Directions →
A. In the passage on emotional intelligence and leadership, who first introduced the term "emotional intelligence"?
B. Extend the passage on emotional intelligence and leadership, picking up right after its last sentence.

Quoted passage START

What predicts leadership success? Traditionally, potential leaders were evaluated and hired based upon a combination of education, experience, technical skills or expertise, cognitive intelligence or intelligence quotient (IQ), and perhaps other factors related to leadership, such as communication skills or being extraverted. These are considered threshold qualifications that determine whether a leader gets a job and can learn and perform the basic functions of the job (Goleman, 1997).
IQ can be described as the measure of “your memory, vocabulary, mathematical skills and visual-motor coordination” relevant to work performance (Stein, 2017, p. 28). However, once you get the job, it is emotional intelligence (EI) that differentiates who will excel at their job and become a star performer. This includes who will be a successful leader. So, high IQ and technical expertise, once considered key determinants of success at work, are not enough. There is now extensive research that shows that, once you get the job, emotional intelligence is much more important as a predictor of performance and success than IQ (see Consortium for Research on Emotional Intelligence in Organizations).
So, the term emotional intelligence was first presented at a conference and published in a journal by psychologists Salovey and Mayer (1990) but later mainstreamed because of the best-selling book by Daniel Goleman called Emotional Intelligence. Assessments that measure emotional intelligence were also developed.

Quoted passage END
Provided material START

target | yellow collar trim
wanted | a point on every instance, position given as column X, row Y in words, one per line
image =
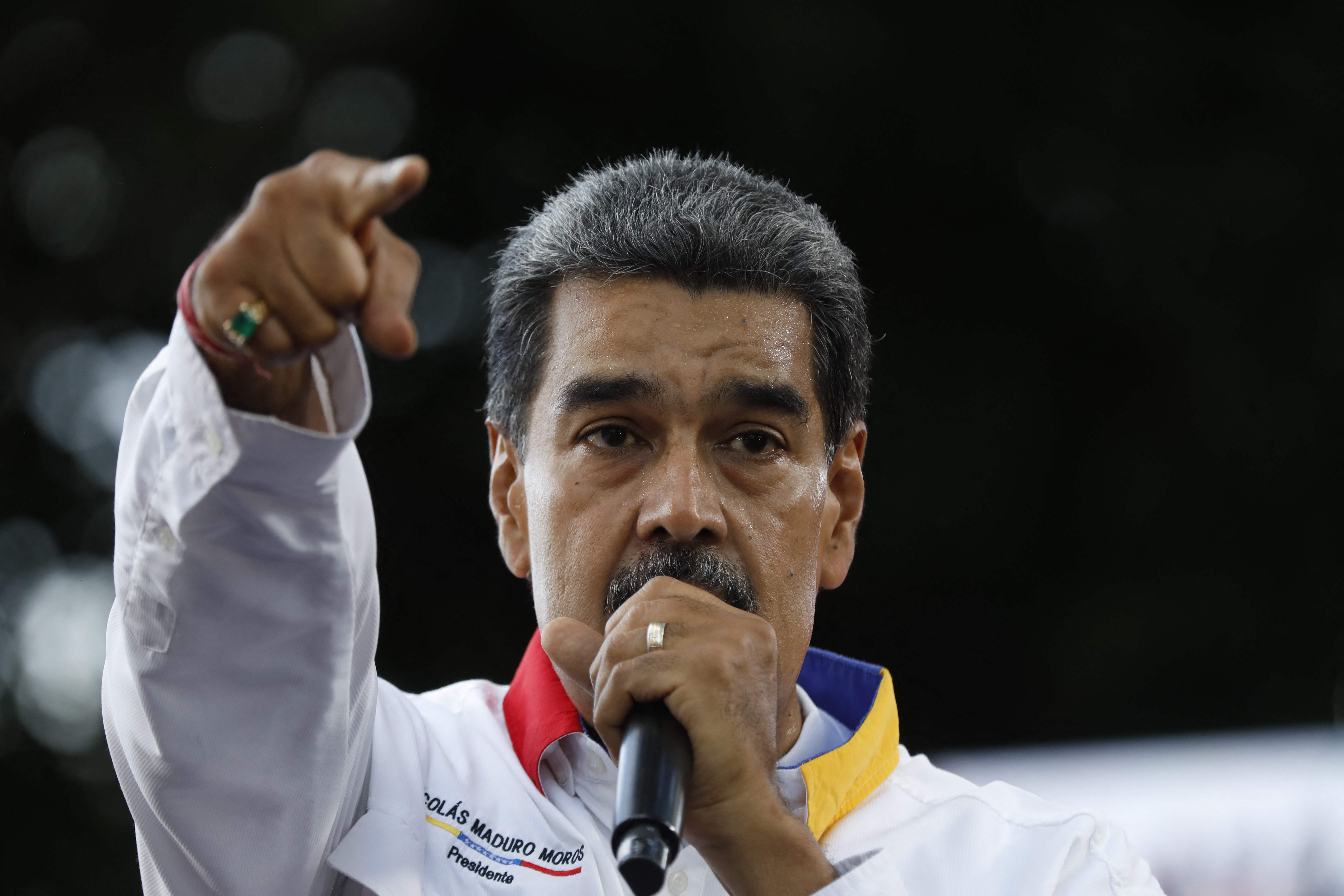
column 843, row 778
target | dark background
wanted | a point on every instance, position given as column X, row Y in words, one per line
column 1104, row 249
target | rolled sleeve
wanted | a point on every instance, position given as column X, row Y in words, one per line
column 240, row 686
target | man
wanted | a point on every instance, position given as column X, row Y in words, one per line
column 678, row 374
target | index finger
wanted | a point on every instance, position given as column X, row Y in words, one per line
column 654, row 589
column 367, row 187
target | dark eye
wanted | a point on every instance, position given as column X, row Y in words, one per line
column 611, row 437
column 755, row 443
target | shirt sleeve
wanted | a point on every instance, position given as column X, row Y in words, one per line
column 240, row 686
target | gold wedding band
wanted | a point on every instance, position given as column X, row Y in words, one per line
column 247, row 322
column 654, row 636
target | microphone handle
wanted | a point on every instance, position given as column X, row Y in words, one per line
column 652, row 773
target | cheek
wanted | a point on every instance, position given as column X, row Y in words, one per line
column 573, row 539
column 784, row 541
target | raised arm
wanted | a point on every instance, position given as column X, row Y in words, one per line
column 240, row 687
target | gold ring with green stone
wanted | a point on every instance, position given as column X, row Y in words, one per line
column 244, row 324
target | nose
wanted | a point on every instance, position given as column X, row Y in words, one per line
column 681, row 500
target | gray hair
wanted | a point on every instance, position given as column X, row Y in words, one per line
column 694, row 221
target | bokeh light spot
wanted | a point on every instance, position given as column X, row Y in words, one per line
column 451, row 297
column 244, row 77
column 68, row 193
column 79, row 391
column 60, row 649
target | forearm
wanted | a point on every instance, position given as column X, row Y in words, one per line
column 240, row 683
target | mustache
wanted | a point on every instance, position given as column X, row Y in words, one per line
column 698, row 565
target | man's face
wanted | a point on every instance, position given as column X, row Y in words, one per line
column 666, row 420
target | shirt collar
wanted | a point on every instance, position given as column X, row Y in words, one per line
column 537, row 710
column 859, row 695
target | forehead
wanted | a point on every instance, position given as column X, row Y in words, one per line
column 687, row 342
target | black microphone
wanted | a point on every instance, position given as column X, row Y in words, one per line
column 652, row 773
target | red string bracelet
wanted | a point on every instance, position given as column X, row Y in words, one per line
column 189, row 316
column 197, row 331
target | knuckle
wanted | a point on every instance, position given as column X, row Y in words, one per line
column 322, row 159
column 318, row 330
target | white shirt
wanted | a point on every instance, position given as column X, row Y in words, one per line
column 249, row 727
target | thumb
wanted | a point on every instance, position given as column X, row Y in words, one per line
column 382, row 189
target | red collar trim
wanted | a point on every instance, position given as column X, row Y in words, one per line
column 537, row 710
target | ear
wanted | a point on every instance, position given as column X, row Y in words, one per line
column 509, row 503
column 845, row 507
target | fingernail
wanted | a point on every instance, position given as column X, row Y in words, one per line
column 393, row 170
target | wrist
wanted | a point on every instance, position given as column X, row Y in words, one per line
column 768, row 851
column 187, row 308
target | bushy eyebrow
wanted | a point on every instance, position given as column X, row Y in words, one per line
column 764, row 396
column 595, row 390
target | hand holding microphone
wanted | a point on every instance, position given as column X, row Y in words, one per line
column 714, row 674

Provided material END

Responses for each task →
A. The psychologists Salovey and Mayer, who presented it at a conference and published it in a journal in 1990.

B.
One of the most popular measures of emotional intelligence is called the EQ-i, or the Emotional Quotient Inventory, created by psychologist Reuven Bar-On. The second version of this assessment, the EQ-i 2.0, is what we will use in this course. Bar-On describes emotional intelligence as “an array of non-cognitive capabilities, competencies, and skills that influence one’s ability to succeed in coping with environmental demands and pressures” (as cited in Stein, 2017, p. 36).
Emotional intelligence can be considered the intrapersonal competencies needed to excel at work. A similar competency influencing success is called social intelligence. This term is attributed to psychologist Edward Thorndike who in 1920 described social intelligence as “the ability to understand and manage men and women” (as cited in Nadler, 2011, p. 9). The theoretical framework for the EQ-i 2.0 takes both types of competencies into account.
So, it is emotional and social intelligence competencies that determine who will succeed and become a star performer—and the lack of these competencies determine whose leadership will likely be derailed. These are the underlying capacities to manage yourself and your interactions with others. How emotional and social intelligence is displayed at work involves your capacity to be self-aware, manage your anxieties, be empathetic toward others, handle conflict, make decisions, adapt to changing demands, and much more.

What Derails Leadership?
There are many factors that can interfere with the success of a leader. Think about your own experience with the leadership of others. You may have noticed negative personality factors that research has found interfere with leaders' success—explosive temper or lack of emotional control, arrogance, and egocentrism (Hernandez et al., 2021).
However, personality factors alone cannot fully account for the reasons leadership gets derailed. Hernandez et al. (2021) found that environmental factors also impact leaders’ capacity to succeed, such as the impact of the lack of childcare during the recent pandemic on the capacity—especially for women—to be at work and move up the corporate ladder.